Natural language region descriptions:
⁂
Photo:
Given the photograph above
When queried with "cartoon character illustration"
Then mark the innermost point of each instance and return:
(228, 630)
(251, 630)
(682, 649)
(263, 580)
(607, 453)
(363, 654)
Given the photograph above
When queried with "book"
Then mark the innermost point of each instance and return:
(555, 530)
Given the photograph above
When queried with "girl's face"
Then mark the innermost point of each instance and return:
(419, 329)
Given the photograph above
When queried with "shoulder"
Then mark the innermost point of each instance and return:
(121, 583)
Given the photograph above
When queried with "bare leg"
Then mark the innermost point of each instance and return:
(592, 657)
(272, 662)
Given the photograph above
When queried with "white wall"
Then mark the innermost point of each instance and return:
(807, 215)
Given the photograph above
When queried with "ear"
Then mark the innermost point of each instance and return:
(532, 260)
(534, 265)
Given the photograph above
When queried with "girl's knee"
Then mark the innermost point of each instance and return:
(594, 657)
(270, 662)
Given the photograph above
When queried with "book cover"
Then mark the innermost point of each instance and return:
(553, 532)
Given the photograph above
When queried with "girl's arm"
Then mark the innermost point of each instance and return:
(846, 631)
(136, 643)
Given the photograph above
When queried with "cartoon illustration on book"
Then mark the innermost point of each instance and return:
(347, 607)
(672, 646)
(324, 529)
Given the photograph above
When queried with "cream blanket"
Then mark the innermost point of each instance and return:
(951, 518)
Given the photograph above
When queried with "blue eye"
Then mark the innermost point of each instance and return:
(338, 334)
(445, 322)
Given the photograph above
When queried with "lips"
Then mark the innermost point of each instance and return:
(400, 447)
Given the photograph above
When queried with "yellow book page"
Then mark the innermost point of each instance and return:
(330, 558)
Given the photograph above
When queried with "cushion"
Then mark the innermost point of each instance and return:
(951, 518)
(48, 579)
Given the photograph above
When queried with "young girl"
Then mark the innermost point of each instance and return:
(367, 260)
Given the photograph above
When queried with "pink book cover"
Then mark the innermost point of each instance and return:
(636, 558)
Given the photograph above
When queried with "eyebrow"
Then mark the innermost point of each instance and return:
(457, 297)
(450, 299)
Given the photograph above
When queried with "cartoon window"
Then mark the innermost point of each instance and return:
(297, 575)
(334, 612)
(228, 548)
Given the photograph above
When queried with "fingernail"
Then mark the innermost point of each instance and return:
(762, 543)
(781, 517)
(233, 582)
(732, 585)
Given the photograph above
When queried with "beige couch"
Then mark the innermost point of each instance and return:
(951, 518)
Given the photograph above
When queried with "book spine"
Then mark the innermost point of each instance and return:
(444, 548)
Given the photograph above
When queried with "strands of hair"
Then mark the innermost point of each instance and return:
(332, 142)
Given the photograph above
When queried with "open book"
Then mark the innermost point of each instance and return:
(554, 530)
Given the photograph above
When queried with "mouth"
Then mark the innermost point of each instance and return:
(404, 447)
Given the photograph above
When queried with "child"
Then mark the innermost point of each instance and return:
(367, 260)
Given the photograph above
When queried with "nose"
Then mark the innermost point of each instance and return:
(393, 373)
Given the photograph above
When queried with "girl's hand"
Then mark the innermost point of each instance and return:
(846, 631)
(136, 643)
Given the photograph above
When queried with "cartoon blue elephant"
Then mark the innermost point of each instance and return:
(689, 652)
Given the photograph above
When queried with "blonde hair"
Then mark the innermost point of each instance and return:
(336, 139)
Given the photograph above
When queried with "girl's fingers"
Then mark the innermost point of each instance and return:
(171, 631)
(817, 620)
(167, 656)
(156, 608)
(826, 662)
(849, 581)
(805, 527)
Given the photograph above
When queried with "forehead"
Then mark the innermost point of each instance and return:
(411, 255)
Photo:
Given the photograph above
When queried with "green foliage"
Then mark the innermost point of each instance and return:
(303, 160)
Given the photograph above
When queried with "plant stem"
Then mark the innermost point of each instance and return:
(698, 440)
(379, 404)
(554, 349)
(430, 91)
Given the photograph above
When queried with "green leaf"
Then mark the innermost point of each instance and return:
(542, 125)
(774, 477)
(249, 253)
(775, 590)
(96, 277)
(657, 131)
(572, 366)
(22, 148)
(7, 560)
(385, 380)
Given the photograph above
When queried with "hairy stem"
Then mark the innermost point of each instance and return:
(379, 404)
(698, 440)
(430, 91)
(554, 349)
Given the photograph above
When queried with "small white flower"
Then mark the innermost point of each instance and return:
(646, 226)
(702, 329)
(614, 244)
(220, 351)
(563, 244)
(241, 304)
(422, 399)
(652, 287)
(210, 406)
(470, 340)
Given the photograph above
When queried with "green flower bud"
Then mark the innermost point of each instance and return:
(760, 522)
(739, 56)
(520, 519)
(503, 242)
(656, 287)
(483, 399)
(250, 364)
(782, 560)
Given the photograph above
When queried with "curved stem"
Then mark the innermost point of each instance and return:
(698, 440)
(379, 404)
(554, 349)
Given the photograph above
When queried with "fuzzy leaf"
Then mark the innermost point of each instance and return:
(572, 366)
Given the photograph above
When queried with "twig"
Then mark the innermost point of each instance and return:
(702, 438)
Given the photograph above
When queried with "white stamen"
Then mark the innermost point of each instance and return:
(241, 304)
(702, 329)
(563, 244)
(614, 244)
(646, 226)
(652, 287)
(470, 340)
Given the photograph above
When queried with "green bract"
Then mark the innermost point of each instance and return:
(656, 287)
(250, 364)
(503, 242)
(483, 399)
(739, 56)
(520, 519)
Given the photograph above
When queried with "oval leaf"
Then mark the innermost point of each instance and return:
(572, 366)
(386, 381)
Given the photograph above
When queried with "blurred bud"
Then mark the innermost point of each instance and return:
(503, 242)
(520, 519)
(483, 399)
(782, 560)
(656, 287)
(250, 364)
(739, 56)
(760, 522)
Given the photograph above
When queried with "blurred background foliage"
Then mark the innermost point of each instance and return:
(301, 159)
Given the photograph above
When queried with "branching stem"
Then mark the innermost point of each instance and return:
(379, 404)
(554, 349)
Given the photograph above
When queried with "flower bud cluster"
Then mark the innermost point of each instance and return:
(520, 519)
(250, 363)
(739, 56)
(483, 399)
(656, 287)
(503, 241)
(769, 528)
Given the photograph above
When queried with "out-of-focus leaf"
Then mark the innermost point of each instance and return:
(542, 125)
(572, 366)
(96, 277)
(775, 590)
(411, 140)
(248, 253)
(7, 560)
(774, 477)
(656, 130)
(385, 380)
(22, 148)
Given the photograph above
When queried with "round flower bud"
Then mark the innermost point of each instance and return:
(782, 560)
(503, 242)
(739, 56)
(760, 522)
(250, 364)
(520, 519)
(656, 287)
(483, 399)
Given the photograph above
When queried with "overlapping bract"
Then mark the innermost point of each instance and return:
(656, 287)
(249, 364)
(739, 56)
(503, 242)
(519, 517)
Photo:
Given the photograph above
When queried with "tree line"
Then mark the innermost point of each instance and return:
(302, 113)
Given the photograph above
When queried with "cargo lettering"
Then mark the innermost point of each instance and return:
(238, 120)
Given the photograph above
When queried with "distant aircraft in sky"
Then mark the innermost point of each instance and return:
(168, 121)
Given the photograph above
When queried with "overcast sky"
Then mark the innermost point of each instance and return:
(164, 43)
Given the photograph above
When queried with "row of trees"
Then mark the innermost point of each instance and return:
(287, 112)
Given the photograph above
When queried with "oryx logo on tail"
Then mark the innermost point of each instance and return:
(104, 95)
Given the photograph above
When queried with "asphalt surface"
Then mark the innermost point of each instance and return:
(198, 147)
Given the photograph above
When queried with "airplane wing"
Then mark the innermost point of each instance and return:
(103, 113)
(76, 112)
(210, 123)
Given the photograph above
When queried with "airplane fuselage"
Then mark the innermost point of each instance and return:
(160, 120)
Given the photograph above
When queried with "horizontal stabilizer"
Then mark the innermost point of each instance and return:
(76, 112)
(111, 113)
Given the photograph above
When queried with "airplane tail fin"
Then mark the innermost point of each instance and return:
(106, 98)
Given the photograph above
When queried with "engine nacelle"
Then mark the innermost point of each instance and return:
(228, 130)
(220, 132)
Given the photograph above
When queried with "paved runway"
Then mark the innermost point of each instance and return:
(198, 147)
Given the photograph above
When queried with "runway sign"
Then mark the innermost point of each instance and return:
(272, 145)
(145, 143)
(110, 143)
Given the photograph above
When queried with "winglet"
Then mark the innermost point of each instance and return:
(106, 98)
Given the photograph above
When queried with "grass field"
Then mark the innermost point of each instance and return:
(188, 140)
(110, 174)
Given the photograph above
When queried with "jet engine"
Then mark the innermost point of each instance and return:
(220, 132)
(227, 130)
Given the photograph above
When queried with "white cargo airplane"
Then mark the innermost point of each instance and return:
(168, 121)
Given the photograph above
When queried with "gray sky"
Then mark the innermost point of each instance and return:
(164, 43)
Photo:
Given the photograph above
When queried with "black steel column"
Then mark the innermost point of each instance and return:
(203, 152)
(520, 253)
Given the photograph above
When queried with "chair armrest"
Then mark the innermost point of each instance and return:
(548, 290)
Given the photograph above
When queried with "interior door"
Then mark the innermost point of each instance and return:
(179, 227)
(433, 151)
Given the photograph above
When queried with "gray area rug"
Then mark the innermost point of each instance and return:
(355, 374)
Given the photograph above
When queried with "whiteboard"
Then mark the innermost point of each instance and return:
⁂
#### Task:
Count how many lines in the data contain the word "flower". Reply with that number only.

#### Output of the task:
4